> _Brief_: State how many lines of the listing below contain the word "flower", matching case exactly. Give only the number.
-------- Exercise input
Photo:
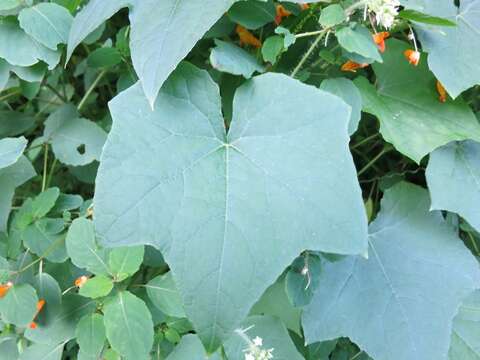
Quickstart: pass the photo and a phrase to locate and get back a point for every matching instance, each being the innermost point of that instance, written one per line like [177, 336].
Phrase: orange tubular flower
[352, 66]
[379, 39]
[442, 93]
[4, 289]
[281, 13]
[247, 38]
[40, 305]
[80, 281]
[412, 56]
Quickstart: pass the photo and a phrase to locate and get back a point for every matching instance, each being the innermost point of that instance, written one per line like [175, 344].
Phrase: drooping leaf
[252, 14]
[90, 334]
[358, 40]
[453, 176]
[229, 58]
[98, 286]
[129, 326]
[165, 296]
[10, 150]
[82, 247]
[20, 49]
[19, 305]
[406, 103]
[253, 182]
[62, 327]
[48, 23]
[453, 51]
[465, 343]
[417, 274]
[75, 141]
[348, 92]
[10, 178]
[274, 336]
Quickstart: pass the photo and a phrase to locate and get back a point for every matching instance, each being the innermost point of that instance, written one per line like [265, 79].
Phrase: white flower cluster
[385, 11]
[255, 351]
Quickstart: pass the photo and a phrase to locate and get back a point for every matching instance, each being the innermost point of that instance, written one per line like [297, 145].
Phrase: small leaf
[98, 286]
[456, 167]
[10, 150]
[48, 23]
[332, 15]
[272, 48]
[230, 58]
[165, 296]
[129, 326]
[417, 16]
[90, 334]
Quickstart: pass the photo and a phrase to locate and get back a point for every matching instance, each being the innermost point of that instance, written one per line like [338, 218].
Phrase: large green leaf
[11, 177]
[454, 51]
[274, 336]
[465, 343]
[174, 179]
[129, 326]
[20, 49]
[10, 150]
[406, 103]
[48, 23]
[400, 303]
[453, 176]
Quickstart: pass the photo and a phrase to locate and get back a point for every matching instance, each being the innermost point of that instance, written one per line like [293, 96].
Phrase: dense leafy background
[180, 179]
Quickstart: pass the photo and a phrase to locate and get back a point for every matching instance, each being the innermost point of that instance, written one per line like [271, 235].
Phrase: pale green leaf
----------------
-------- Exercise input
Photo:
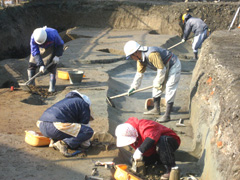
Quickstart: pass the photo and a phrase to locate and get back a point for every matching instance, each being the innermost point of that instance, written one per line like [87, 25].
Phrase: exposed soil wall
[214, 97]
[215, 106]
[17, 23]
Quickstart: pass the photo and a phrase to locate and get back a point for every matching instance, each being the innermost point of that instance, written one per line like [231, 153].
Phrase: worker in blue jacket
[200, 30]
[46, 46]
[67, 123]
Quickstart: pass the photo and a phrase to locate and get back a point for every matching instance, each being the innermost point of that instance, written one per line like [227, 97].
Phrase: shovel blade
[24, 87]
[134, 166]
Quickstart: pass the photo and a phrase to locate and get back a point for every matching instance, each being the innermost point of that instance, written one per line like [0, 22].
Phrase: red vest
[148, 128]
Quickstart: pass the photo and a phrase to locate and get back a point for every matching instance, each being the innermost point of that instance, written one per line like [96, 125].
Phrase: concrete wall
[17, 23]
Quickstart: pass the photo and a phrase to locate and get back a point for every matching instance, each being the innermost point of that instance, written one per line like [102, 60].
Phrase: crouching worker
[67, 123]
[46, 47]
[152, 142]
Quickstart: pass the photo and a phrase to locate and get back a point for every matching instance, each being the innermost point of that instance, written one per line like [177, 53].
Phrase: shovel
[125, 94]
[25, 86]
----------------
-------- Exercise input
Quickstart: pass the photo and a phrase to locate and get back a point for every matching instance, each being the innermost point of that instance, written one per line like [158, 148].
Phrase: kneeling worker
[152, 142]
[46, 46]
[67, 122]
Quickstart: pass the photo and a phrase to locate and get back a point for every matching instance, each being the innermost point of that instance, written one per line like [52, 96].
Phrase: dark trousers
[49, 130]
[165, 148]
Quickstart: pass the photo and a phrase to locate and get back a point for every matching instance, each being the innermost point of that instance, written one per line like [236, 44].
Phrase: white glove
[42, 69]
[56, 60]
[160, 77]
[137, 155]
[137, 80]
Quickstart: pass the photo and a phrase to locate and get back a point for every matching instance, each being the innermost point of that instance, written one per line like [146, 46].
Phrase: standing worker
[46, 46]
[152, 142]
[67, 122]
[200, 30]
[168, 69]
----------------
> _Task result_: 2